Saved entries:
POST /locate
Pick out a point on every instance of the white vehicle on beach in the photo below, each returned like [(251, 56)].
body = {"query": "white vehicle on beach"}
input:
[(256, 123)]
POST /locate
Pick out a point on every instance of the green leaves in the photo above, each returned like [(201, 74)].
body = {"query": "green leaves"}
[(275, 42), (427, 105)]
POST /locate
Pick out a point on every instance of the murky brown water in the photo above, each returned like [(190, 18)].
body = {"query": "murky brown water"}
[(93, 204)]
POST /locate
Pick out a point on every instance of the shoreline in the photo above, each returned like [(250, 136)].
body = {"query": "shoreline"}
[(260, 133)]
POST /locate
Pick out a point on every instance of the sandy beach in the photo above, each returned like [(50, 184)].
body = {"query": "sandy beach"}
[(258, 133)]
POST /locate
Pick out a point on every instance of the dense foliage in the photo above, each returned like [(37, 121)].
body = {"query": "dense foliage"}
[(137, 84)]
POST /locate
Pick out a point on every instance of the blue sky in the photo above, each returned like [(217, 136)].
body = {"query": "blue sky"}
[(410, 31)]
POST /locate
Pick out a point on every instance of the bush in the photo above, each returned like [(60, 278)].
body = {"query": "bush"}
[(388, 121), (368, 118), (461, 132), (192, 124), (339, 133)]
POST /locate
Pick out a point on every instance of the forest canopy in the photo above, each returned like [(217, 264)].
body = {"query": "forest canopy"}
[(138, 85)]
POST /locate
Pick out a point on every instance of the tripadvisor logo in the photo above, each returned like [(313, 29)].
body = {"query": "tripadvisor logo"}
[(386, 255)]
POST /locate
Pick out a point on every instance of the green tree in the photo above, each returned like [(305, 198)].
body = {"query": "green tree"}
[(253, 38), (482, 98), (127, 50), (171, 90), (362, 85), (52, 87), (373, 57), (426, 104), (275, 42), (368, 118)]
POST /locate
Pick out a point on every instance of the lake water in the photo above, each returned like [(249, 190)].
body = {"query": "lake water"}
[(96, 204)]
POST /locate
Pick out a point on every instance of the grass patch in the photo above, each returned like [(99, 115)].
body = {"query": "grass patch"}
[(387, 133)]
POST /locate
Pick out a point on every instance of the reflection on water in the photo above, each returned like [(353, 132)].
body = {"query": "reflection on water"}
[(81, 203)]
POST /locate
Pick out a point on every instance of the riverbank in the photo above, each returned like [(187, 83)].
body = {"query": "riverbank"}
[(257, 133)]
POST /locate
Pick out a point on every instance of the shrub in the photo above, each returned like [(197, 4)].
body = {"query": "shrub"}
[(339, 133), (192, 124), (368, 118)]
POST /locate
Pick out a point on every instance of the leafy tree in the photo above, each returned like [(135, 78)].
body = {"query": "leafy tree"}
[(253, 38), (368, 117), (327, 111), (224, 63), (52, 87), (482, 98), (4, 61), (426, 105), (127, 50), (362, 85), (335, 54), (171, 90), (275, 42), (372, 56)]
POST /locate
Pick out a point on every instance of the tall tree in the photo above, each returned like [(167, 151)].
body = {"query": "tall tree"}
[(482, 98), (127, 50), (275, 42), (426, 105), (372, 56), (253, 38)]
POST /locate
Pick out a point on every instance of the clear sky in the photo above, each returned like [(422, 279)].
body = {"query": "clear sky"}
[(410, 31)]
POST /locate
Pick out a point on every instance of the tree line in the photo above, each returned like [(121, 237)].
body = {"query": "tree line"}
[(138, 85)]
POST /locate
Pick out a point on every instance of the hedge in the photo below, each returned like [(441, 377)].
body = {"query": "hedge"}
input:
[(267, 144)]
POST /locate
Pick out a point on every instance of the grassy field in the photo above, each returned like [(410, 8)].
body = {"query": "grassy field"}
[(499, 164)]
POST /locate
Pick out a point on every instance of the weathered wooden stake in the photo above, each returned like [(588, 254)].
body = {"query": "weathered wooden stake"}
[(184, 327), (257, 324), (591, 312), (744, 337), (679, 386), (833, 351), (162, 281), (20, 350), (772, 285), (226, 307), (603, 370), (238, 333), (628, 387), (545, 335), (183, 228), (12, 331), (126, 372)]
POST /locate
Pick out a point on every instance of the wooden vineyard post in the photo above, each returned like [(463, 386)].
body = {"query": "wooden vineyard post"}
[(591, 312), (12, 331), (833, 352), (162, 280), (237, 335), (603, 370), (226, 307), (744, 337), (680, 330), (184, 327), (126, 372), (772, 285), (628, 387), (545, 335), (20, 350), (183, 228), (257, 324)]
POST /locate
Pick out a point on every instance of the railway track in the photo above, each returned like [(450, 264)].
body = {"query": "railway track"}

* [About this task]
Word for word, retype each record.

* [Result]
POST /locate
Pick out a point on every instance of the white vehicle on beach in the photo below, each returned like [(251, 56)].
body = {"query": "white vehicle on beach"}
input:
[(256, 123)]
POST /locate
Pick out a point on every instance of the green leaves in the photo above, each returned like [(201, 74)].
body = {"query": "green leaves"}
[(275, 42), (427, 105)]
POST /locate
Pick out a point on every instance of the murky brown water in the photo above, each returned like [(190, 18)].
body = {"query": "murky brown water"}
[(93, 204)]
POST /locate
Pick out a point on every instance of the shoreline in the photo above, each returned like [(250, 136)].
body = {"query": "shoreline"}
[(260, 133)]
POST /locate
Pick out a point on every instance of the sandy beach in the photo above, each returned like [(50, 184)].
body = {"query": "sandy beach"}
[(258, 133)]
POST /locate
Pick out a point on every instance of the dense foliage in the photo above, each returned like [(37, 121)].
body = {"query": "dense foliage"}
[(137, 84)]
POST /locate
Pick out a point on every instance of the blue sky in the photo above, each returned like [(217, 136)].
body = {"query": "blue sky"}
[(410, 31)]
POST /locate
Pick out a point on every instance of the bush in the photo above, each returned like [(60, 278)].
body = {"query": "bush"}
[(388, 121), (368, 118), (461, 132), (192, 124), (339, 133)]
POST /locate
Pick out a point on every instance of the forest canopy in the photo above, each returned like [(217, 264)].
body = {"query": "forest canopy"}
[(138, 85)]
POST /locate
Pick out a point on every instance of the tripadvisor logo in the photo above, each returned like [(313, 29)].
body = {"query": "tripadvisor logo"}
[(386, 255)]
POST /locate
Pick out a point on every instance of the green tree in the photo above, each returned like [(305, 198)].
body = {"query": "green tree"}
[(253, 38), (482, 98), (127, 50), (171, 90), (362, 85), (52, 87), (373, 57), (426, 104), (275, 42), (368, 118)]
POST /locate
Pick out a point on every instance of the lake water in the photo above, each returned like [(249, 190)].
body = {"query": "lake water"}
[(96, 204)]
POST /locate
Pick out a point on every instance of the grass patch in the photo above, each returned like [(99, 115)].
body = {"query": "grass patch"}
[(387, 133)]
POST /locate
Pick out a point on every instance of the reflection on water in the photo above, each returned like [(353, 132)].
body = {"query": "reflection on water"}
[(81, 203)]
POST /locate
Pick out a point on every instance of the riverbank in the photo above, each returned like [(187, 83)].
body = {"query": "riverbank"}
[(257, 133)]
POST /locate
Pick out a point on every instance of the shrub in the photo above, each returned like [(197, 4)].
body = {"query": "shrub"}
[(339, 133), (192, 124), (368, 118)]
POST /locate
Pick out a point on every instance of the leafy tree in the photo above, each returned like [(135, 78)].
body = {"query": "leafy tree"}
[(253, 38), (368, 117), (327, 111), (224, 63), (52, 87), (482, 98), (4, 61), (426, 105), (127, 50), (362, 85), (335, 54), (171, 90), (275, 42), (372, 56)]
POST /locate
Pick out a point on every instance of the tall tree in the photo above, each returned like [(167, 151)].
body = {"query": "tall tree"}
[(482, 98), (127, 50), (275, 42), (426, 105), (372, 56), (253, 38)]
POST /locate
Pick out a point on every instance of the clear sky in the photo above, each returned like [(422, 279)].
body = {"query": "clear sky"}
[(410, 31)]
POST /locate
Pick out a point on every instance of the tree line in the photo above, each returned like [(121, 237)].
body = {"query": "tree line"}
[(138, 85)]
POST /locate
Pick out a point on every instance of the hedge in the photo below, each returned like [(441, 377)].
body = {"query": "hedge"}
input:
[(267, 144)]
POST /locate
Pick out a point on every instance of the grassy field in the photo above, each returned like [(410, 8)].
body = {"query": "grassy field"}
[(499, 164)]
POST /locate
Pick out a point on every instance of the weathered wooden stake in the photo above, each returned like [(588, 254)].
body = {"query": "weathered wooden stake"}
[(184, 327), (257, 324), (591, 312), (744, 337), (679, 386), (833, 351), (162, 281), (20, 350), (772, 285), (226, 307), (603, 370), (238, 333), (628, 387), (545, 335), (183, 228), (12, 331), (126, 372)]
POST /locate
Pick out a point on every instance of the wooden vineyard post in the photo above, each returned like [(463, 386)].
body = {"query": "wooden vineyard post"}
[(591, 312), (12, 331), (833, 352), (162, 280), (237, 335), (603, 370), (226, 307), (744, 337), (680, 330), (184, 327), (126, 372), (772, 285), (628, 387), (545, 335), (20, 350), (183, 228), (257, 324)]
POST /locate
Pick out a point on every instance of the railway track in the photo above, each returned like [(450, 264)].
body = {"query": "railway track"}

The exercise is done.